Live: Paris – Ziguinchor
(Impala Kingdom Records)


Die „Elefanten“ sind wieder zurück! Die senegalesischen (Halb-)Brüder Ismaïla und Sixu Tidiane Touré, beide Jahrgang 1950, wollen es im reifen Dickhäuteralter nochmal wissen („Touré Kunda“ bedeutet in der Soninke-Sprache „Elefantenfamilie“). In den Achtzigern zählten die Tourés (bisweilen durch weitere Brüder verstärkt) zu den Top Acts der Afro-Pop-Szene. Mitte der Siebziger hatten sie ihre Heimatregion Casamance in Richtung Paris verlassen. Mit ihrem sehr eingängigen Mix aus Mbalax, Reggae, Rumba und Pop, dem einschmeichelnden mehrstimmigen Gesang und einer exzellenten Backing-Band begeisterten sie weltweit, bespielten auch große Bühnen. Dann verlor sich der Zauber, es wurde still um das Brüderpaar. Für das Comeback-Album konnten die beiden nun viele Freunde ins Studio lotsen, darunter Manu Dibango, Kiddus I und Lokua Kanza. Das stilistische Konzept hat sich kaum verändert, die neuen Lieder gehen nach wie vor schnell ins Ohr. Gesungen wird in verschiedenen regionalen Sprachen, die Texte preisen Land und Leute. Eine Salsaversion des Megahits „Em’ma“ – mit Carlos Santanas vertrauten Gitarrensoli – fehlt auch nicht. Für den modernen „Anstrich“ sorgte als Koproduzent der renommierte ivorische Jazzdrummer Paco Séry (ex The Zawinul Syndicate).
Auf dem Höhepunkt ihrer Popularität absolvierten Touré Kunda zum Jahreswechsel 1983/84 eine ausgedehnte Westafrika-Tournee, die sie auch in ihre Heimatstadt Ziguinchor (Hauptstadt der Casamance) führte. Ein Jahr zuvor war der bei einem Auftritt verstorbene älteste Bruder Amadou durch Ousmane Touré ersetzt worden. Das Doppelalbum – nunmehr wiederveröffentlicht – wurde seinerzeit als „eine der besten Live-LPs“ gefeiert.

◆ **DATENSÄTZE**:
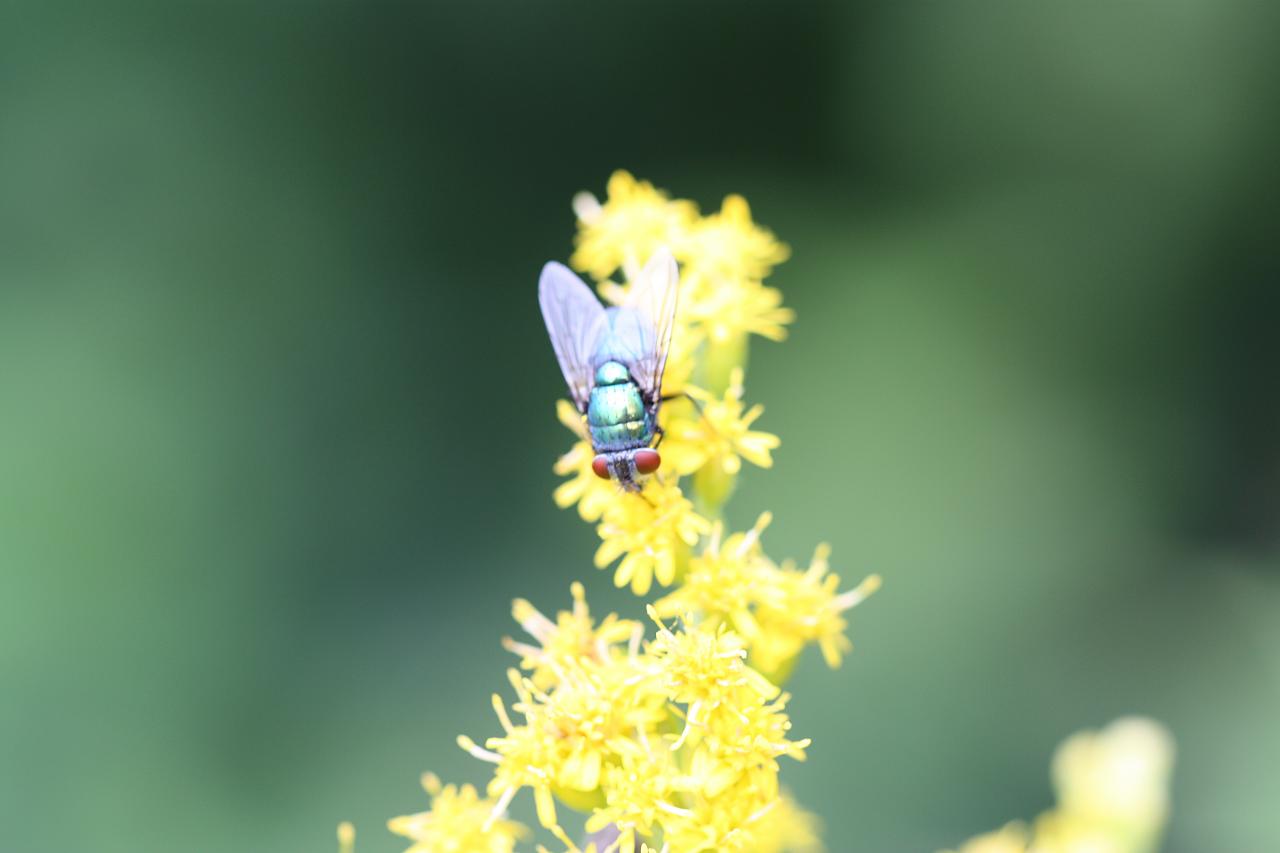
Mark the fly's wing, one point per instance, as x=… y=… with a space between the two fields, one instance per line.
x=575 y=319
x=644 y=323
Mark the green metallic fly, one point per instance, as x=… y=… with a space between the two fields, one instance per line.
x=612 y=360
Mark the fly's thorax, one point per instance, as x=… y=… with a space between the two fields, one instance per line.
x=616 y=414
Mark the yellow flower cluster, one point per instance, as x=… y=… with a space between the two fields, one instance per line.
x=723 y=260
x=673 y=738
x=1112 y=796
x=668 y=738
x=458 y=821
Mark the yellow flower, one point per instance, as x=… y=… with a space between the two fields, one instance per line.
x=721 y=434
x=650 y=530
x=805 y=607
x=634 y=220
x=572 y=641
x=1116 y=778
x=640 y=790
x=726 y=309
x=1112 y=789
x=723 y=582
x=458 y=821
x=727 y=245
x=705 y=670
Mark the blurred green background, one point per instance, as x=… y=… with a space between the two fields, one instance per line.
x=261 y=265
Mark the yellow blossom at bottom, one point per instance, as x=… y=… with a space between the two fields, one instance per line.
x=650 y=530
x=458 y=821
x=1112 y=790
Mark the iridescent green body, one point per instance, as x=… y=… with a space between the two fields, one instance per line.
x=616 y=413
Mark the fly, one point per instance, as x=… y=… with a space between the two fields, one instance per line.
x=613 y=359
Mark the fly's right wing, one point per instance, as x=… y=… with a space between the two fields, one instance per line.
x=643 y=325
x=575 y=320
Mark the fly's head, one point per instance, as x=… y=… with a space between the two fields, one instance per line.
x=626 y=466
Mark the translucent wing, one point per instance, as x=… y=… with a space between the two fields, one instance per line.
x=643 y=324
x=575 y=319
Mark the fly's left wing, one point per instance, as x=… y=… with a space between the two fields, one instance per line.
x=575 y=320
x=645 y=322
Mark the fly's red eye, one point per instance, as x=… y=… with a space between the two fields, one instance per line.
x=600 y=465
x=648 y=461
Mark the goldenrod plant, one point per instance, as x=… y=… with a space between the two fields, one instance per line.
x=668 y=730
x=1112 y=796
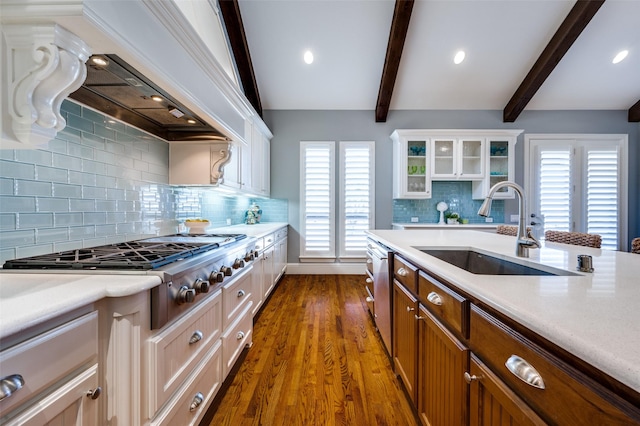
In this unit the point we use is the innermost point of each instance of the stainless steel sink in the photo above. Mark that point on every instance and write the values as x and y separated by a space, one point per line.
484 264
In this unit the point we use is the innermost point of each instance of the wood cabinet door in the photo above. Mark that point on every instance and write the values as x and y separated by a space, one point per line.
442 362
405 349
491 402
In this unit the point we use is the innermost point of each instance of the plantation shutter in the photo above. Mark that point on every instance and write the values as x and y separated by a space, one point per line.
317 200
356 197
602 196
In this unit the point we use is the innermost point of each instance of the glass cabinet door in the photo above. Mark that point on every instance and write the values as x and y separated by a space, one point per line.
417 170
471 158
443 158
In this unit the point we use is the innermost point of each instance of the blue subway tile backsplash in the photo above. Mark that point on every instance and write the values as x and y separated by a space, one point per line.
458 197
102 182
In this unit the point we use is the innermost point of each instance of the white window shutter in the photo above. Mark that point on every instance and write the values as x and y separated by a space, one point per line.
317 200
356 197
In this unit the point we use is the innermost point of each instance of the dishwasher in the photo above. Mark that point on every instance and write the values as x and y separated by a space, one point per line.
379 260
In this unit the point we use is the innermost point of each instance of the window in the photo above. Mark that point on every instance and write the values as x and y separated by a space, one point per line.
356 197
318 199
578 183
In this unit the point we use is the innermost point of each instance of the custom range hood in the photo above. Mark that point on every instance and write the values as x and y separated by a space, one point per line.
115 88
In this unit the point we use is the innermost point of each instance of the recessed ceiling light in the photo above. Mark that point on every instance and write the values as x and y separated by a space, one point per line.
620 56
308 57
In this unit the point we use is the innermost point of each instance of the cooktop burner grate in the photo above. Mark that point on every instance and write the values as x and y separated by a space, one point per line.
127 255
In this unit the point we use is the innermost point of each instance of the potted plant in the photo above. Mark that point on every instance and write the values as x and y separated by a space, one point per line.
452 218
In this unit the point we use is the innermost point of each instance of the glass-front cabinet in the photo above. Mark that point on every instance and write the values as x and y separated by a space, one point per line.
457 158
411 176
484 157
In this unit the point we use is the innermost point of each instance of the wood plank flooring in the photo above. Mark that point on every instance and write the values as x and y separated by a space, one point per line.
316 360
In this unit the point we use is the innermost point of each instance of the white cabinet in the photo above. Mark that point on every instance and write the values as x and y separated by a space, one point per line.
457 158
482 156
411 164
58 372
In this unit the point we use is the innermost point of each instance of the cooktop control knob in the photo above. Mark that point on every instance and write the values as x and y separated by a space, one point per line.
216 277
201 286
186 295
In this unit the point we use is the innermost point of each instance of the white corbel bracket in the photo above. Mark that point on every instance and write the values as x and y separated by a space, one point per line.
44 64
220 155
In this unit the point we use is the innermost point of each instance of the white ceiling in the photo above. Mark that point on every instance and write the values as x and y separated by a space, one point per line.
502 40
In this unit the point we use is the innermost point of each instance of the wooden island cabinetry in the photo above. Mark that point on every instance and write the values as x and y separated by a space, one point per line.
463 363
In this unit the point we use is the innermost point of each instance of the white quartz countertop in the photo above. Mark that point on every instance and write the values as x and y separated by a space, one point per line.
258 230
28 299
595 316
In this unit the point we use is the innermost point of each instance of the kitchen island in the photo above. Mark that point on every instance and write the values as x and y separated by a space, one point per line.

◆ **AUFGABE 1**: Was bedeutet „Touré Kunda“ laut dem Textauszug über die Band in der Soninke-Sprache?
◆ **AUFGABE 2**: Führe den Textauszug über die Band Touré Kunda im Anschluss an seinen letzten Satz weiter.

◆ **ANTWORT 1**: „Elefantenfamilie“

◆ **ANTWORT 2**:
Roland Schmitt



Nordamerika
 BEN CAPLAN: Old Stock
BEN CAPLAN
Old Stock
(Rhyme & Reason Records), mit engl. Texten u. Infos


Kaum ein Album passt besser in diese Zeit als das furiose neue Werk des kanadischen Folkmusikers. Der aus Halifax stammende Songwriter beschreibt mit einer großen Prise Humor die traurige, sich täglich vor unseren Augen abspielende Reise von Flüchtlingen in ein neues Land. Die Lieder im Stile jüdischer und osteuropäischer Traditionen wurden ursprünglich für das Musiktheater Old Stock: A Refugee Love Story komponiert. Das Stück, in dem Caplan die Hauptrolle spielte, erzählt die wahre Geschichte zweier jüdischer Flüchtlinge aus Rumänien, die 1908 nach Kanada auswanderten. Nach herausragenden Kritiken hat Caplan aus der Musik nun ein Konzertprogramm zusammengestellt. Mit seiner ausdruckstarken Baritonstimme singt der Mann mit dem Rauschebart über Ungerechtigkeit, Leid, Verlust, Liebe, Sexualität und die Suche der Flüchtlinge nach Wahrheit. Begleitet wird er dabei kraftvoll und einfühlsam von Violine, Piano, Akkordeon, Orgel, Klarinette, Schlagzeug und Gitarre. Im Sinne des Albumtitels „Alter Bestand“ will er daran erinnern, dass die Gründergeneration Kanadas selbst Fremde waren und die reiche Nation den Flüchtlingen heute mit mehr Empathie begegnen müsste. Allein deshalb sollten die unter die Haut gehenden Songs unbedingt auch in Europa Gehör finden.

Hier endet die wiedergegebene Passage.